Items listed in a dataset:

.....

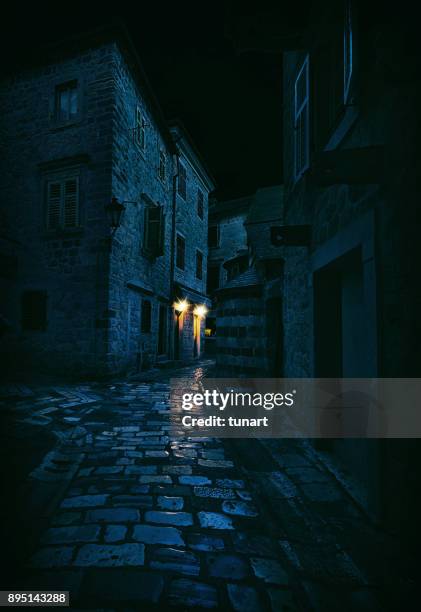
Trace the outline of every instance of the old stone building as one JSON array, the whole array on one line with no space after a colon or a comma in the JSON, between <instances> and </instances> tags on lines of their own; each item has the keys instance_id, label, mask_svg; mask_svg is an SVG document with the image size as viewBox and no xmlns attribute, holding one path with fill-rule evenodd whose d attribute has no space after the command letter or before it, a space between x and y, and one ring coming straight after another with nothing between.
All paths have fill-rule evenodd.
<instances>
[{"instance_id":1,"label":"old stone building","mask_svg":"<svg viewBox=\"0 0 421 612\"><path fill-rule=\"evenodd\" d=\"M241 217L238 209L226 217L226 203L219 217L226 282L213 293L216 363L225 375L281 376L282 258L270 230L283 218L283 190L261 188L241 202Z\"/></svg>"},{"instance_id":2,"label":"old stone building","mask_svg":"<svg viewBox=\"0 0 421 612\"><path fill-rule=\"evenodd\" d=\"M34 54L0 95L7 365L93 375L197 354L186 326L191 350L174 355L174 283L205 301L213 183L171 132L124 30ZM192 240L178 266L184 215Z\"/></svg>"},{"instance_id":3,"label":"old stone building","mask_svg":"<svg viewBox=\"0 0 421 612\"><path fill-rule=\"evenodd\" d=\"M215 188L206 165L180 122L171 124L177 144L174 253L174 357L197 358L204 351L208 194Z\"/></svg>"},{"instance_id":4,"label":"old stone building","mask_svg":"<svg viewBox=\"0 0 421 612\"><path fill-rule=\"evenodd\" d=\"M419 375L417 60L366 17L329 2L284 53L286 377ZM372 516L405 529L415 444L318 446Z\"/></svg>"}]
</instances>

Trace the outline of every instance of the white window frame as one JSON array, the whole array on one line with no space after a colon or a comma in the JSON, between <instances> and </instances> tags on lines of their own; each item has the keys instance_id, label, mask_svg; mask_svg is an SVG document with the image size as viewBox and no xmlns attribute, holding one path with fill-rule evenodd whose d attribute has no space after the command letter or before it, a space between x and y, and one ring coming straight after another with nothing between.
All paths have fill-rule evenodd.
<instances>
[{"instance_id":1,"label":"white window frame","mask_svg":"<svg viewBox=\"0 0 421 612\"><path fill-rule=\"evenodd\" d=\"M76 190L75 190L75 205L74 205L74 223L66 224L66 183L69 181L75 181ZM54 205L52 203L52 198L50 196L51 185L60 185L60 195L58 201L55 203L58 208L58 223L56 225L51 224L51 207ZM46 206L45 206L45 224L47 230L66 230L66 229L74 229L78 228L79 225L79 207L80 207L80 185L79 185L79 176L75 174L69 174L68 176L63 176L60 178L51 178L48 179L46 184Z\"/></svg>"},{"instance_id":2,"label":"white window frame","mask_svg":"<svg viewBox=\"0 0 421 612\"><path fill-rule=\"evenodd\" d=\"M298 104L298 83L304 73L305 95ZM304 138L301 137L304 130ZM301 146L304 145L304 161L298 167L298 159L301 160ZM294 83L294 177L297 181L310 166L310 76L309 55L307 54Z\"/></svg>"},{"instance_id":3,"label":"white window frame","mask_svg":"<svg viewBox=\"0 0 421 612\"><path fill-rule=\"evenodd\" d=\"M184 172L184 189L182 191L180 190L180 185L182 184L182 181L180 181L181 175ZM179 161L178 162L178 177L177 177L177 193L180 196L180 198L182 198L183 200L187 200L187 168L186 166Z\"/></svg>"},{"instance_id":4,"label":"white window frame","mask_svg":"<svg viewBox=\"0 0 421 612\"><path fill-rule=\"evenodd\" d=\"M349 101L351 88L353 60L354 60L354 41L352 28L352 6L351 0L345 0L344 15L344 104Z\"/></svg>"},{"instance_id":5,"label":"white window frame","mask_svg":"<svg viewBox=\"0 0 421 612\"><path fill-rule=\"evenodd\" d=\"M134 141L142 151L145 150L145 143L146 143L145 117L139 105L136 106Z\"/></svg>"},{"instance_id":6,"label":"white window frame","mask_svg":"<svg viewBox=\"0 0 421 612\"><path fill-rule=\"evenodd\" d=\"M162 147L159 148L158 177L162 182L167 178L167 155Z\"/></svg>"}]
</instances>

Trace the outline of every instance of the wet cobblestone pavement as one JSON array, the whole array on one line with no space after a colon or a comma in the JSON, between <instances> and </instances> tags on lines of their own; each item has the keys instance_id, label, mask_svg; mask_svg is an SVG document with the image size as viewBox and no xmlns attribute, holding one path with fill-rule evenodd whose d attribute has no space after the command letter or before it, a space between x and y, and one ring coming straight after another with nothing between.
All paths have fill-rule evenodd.
<instances>
[{"instance_id":1,"label":"wet cobblestone pavement","mask_svg":"<svg viewBox=\"0 0 421 612\"><path fill-rule=\"evenodd\" d=\"M76 609L386 609L394 543L309 445L171 436L169 377L211 366L3 388L15 426L55 440L30 471L48 503L14 586L69 590Z\"/></svg>"}]
</instances>

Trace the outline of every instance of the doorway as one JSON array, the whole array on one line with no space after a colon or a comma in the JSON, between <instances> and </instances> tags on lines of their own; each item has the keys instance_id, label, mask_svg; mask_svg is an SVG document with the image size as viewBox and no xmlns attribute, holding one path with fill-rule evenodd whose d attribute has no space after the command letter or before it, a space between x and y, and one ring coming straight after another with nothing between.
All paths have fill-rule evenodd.
<instances>
[{"instance_id":1,"label":"doorway","mask_svg":"<svg viewBox=\"0 0 421 612\"><path fill-rule=\"evenodd\" d=\"M198 315L193 315L193 356L200 357L200 322Z\"/></svg>"}]
</instances>

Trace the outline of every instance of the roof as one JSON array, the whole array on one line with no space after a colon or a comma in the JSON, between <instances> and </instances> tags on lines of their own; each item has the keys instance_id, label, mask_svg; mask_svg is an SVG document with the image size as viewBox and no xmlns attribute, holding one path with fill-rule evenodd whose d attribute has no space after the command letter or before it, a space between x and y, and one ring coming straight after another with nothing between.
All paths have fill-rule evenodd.
<instances>
[{"instance_id":1,"label":"roof","mask_svg":"<svg viewBox=\"0 0 421 612\"><path fill-rule=\"evenodd\" d=\"M196 145L186 129L186 126L181 119L172 119L168 122L171 134L173 135L176 146L179 146L182 153L187 157L198 175L208 187L209 191L213 191L216 187L215 179L213 178L209 166L204 160L202 154L196 148Z\"/></svg>"},{"instance_id":2,"label":"roof","mask_svg":"<svg viewBox=\"0 0 421 612\"><path fill-rule=\"evenodd\" d=\"M217 201L209 207L210 218L224 218L235 213L247 213L253 203L254 195L235 198L233 200Z\"/></svg>"},{"instance_id":3,"label":"roof","mask_svg":"<svg viewBox=\"0 0 421 612\"><path fill-rule=\"evenodd\" d=\"M228 283L226 283L217 291L225 291L227 289L246 289L249 287L256 287L263 284L263 280L258 273L257 269L253 266L248 268L245 272L242 272Z\"/></svg>"}]
</instances>

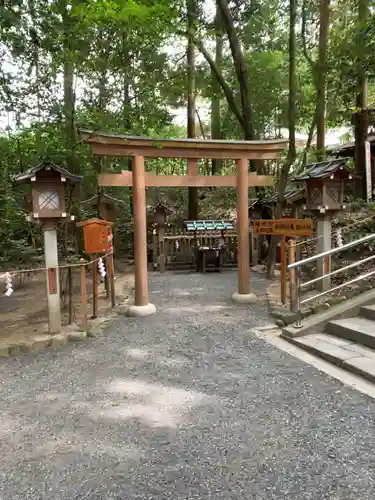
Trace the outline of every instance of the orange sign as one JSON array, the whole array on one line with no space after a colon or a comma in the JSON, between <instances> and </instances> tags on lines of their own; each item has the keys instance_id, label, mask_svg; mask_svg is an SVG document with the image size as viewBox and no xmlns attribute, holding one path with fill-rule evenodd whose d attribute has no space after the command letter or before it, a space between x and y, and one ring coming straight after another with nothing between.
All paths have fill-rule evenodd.
<instances>
[{"instance_id":1,"label":"orange sign","mask_svg":"<svg viewBox=\"0 0 375 500\"><path fill-rule=\"evenodd\" d=\"M253 223L254 234L273 234L275 236L311 236L311 219L270 219L256 220Z\"/></svg>"}]
</instances>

.....

▶ _Brief_: Reproduce every record above word for word. Leave the pictures out.

▶ _Finished exercise_:
Trace the outline of every instance of the old stone building as one JSON array, the whole array on one line with no space after a colon or a comma in the JSON, between <instances> and </instances> tags on lines of their own; each item has the keys instance_id, label, mask_svg; mask_svg is an SVG document with the image size as viewBox and no xmlns attribute, holding one path with fill-rule evenodd whose d attribute has no space after the command letter or before it, a space between x and y, and one ring coming straight after another with nothing between.
All paths have fill-rule evenodd.
<instances>
[{"instance_id":1,"label":"old stone building","mask_svg":"<svg viewBox=\"0 0 421 612\"><path fill-rule=\"evenodd\" d=\"M241 217L238 209L226 217L226 203L219 217L226 282L213 293L216 363L225 375L281 376L282 258L270 230L283 218L283 190L261 188L241 202Z\"/></svg>"},{"instance_id":2,"label":"old stone building","mask_svg":"<svg viewBox=\"0 0 421 612\"><path fill-rule=\"evenodd\" d=\"M34 54L0 95L7 365L93 375L197 354L186 326L191 350L174 355L174 283L205 301L213 183L171 132L124 30ZM192 240L178 266L184 215Z\"/></svg>"},{"instance_id":3,"label":"old stone building","mask_svg":"<svg viewBox=\"0 0 421 612\"><path fill-rule=\"evenodd\" d=\"M215 188L206 165L180 122L171 124L177 144L174 253L174 357L197 358L204 351L208 194Z\"/></svg>"},{"instance_id":4,"label":"old stone building","mask_svg":"<svg viewBox=\"0 0 421 612\"><path fill-rule=\"evenodd\" d=\"M419 375L417 60L366 17L329 2L284 53L286 377ZM372 516L405 529L415 444L318 446Z\"/></svg>"}]
</instances>

Trace the outline of every instance of the white window frame as one JSON array, the whole array on one line with no space after a colon or a comma in the JSON, between <instances> and </instances> tags on lines of their own; each item has the keys instance_id, label, mask_svg; mask_svg is an SVG document with the image size as viewBox and no xmlns attribute, holding one path with fill-rule evenodd whose d attribute has no space after the command letter or before it, a space between x and y, and one ring coming straight after another with nothing between.
All paths have fill-rule evenodd.
<instances>
[{"instance_id":1,"label":"white window frame","mask_svg":"<svg viewBox=\"0 0 421 612\"><path fill-rule=\"evenodd\" d=\"M76 190L75 190L75 205L74 205L74 223L66 224L66 183L69 181L75 181ZM54 205L52 203L52 198L50 196L51 185L60 185L60 195L58 201L55 203L58 208L58 223L56 225L51 224L51 207ZM46 206L45 206L45 224L47 230L66 230L66 229L74 229L78 228L79 225L79 207L80 207L80 185L79 185L79 176L75 174L69 174L68 176L63 176L60 178L51 178L48 179L46 184Z\"/></svg>"},{"instance_id":2,"label":"white window frame","mask_svg":"<svg viewBox=\"0 0 421 612\"><path fill-rule=\"evenodd\" d=\"M298 104L298 83L304 73L305 95ZM304 138L301 137L304 130ZM301 146L304 145L304 161L298 167L298 159L301 160ZM294 83L294 177L297 181L310 166L310 76L309 55L307 54Z\"/></svg>"},{"instance_id":3,"label":"white window frame","mask_svg":"<svg viewBox=\"0 0 421 612\"><path fill-rule=\"evenodd\" d=\"M184 172L184 189L182 191L180 190L180 185L182 184L182 181L180 181L181 175ZM179 161L178 162L178 177L177 177L177 193L180 196L180 198L182 198L183 200L187 200L187 168L186 166Z\"/></svg>"},{"instance_id":4,"label":"white window frame","mask_svg":"<svg viewBox=\"0 0 421 612\"><path fill-rule=\"evenodd\" d=\"M349 101L351 88L353 60L354 60L354 41L352 28L352 6L351 0L345 0L344 15L344 104Z\"/></svg>"},{"instance_id":5,"label":"white window frame","mask_svg":"<svg viewBox=\"0 0 421 612\"><path fill-rule=\"evenodd\" d=\"M134 141L142 151L145 150L145 143L146 143L145 117L139 105L136 106Z\"/></svg>"},{"instance_id":6,"label":"white window frame","mask_svg":"<svg viewBox=\"0 0 421 612\"><path fill-rule=\"evenodd\" d=\"M162 147L159 148L158 177L162 182L167 178L167 155Z\"/></svg>"}]
</instances>

Trace the outline of every instance of the wet cobblestone pavement as one JSON array, the whole array on one line with no space after a colon or a comma in the JSON, between <instances> and </instances> tags on lines of their own; each item has the keys instance_id, label, mask_svg; mask_svg is an SVG document with the image size as viewBox and no xmlns attribute, holding one path with fill-rule evenodd whose d attribute has no space after the command letter or before it, a space between x and y, and one ring coming straight after another with nothing between.
All paths have fill-rule evenodd.
<instances>
[{"instance_id":1,"label":"wet cobblestone pavement","mask_svg":"<svg viewBox=\"0 0 421 612\"><path fill-rule=\"evenodd\" d=\"M76 609L386 609L394 543L309 445L171 436L169 377L211 366L3 388L15 426L55 440L30 471L48 503L14 586L69 590Z\"/></svg>"}]
</instances>

Trace the outline of every instance of the doorway as one JSON array, the whole array on one line with no space after a colon or a comma in the JSON, between <instances> and </instances> tags on lines of their own; each item has the keys instance_id, label, mask_svg; mask_svg is an SVG document with the image size as viewBox and no xmlns attribute, holding one path with fill-rule evenodd whose d attribute has no space after the command letter or before it, a space between x and y, and one ring coming straight after another with nothing between.
All paths have fill-rule evenodd.
<instances>
[{"instance_id":1,"label":"doorway","mask_svg":"<svg viewBox=\"0 0 421 612\"><path fill-rule=\"evenodd\" d=\"M198 315L193 315L193 356L200 357L200 322Z\"/></svg>"}]
</instances>

Trace the outline of every instance of the roof as one JSON array, the whole array on one line with no space after a colon or a comma in the JSON, between <instances> and </instances> tags on lines of their own; each item has the keys instance_id, label, mask_svg; mask_svg is an SVG document with the image size as viewBox and no xmlns attribute, holding one path with fill-rule evenodd whose d attribute has no space after the command letter or before it, a space between x and y, and one ring coming straight after another with nothing between.
All paths have fill-rule evenodd.
<instances>
[{"instance_id":1,"label":"roof","mask_svg":"<svg viewBox=\"0 0 421 612\"><path fill-rule=\"evenodd\" d=\"M196 145L186 129L186 126L181 119L172 119L168 122L171 134L173 135L176 146L179 146L182 153L187 157L198 175L208 187L209 191L213 191L216 187L215 179L213 178L209 166L204 160L202 154L196 148Z\"/></svg>"},{"instance_id":2,"label":"roof","mask_svg":"<svg viewBox=\"0 0 421 612\"><path fill-rule=\"evenodd\" d=\"M217 201L209 207L210 218L224 218L235 213L247 213L253 203L254 195L235 198L233 200Z\"/></svg>"},{"instance_id":3,"label":"roof","mask_svg":"<svg viewBox=\"0 0 421 612\"><path fill-rule=\"evenodd\" d=\"M228 283L226 283L217 291L225 291L227 289L246 289L249 287L256 287L263 284L263 280L258 273L257 269L253 266L248 268L245 272L242 272Z\"/></svg>"}]
</instances>

Trace the outline of every instance of the orange sign as one JSON array, the whole array on one line with no space after a colon or a comma in the JSON, between <instances> and </instances> tags on lines of their own; each item has the keys instance_id, label, mask_svg; mask_svg is an SVG document with the image size as viewBox and no xmlns attribute, holding one path with fill-rule evenodd whose d attribute has no space after the command letter or before it, a space between x and y, and one ring coming straight after another with nothing between.
All paths have fill-rule evenodd.
<instances>
[{"instance_id":1,"label":"orange sign","mask_svg":"<svg viewBox=\"0 0 375 500\"><path fill-rule=\"evenodd\" d=\"M253 223L254 234L273 234L275 236L311 236L311 219L270 219L256 220Z\"/></svg>"}]
</instances>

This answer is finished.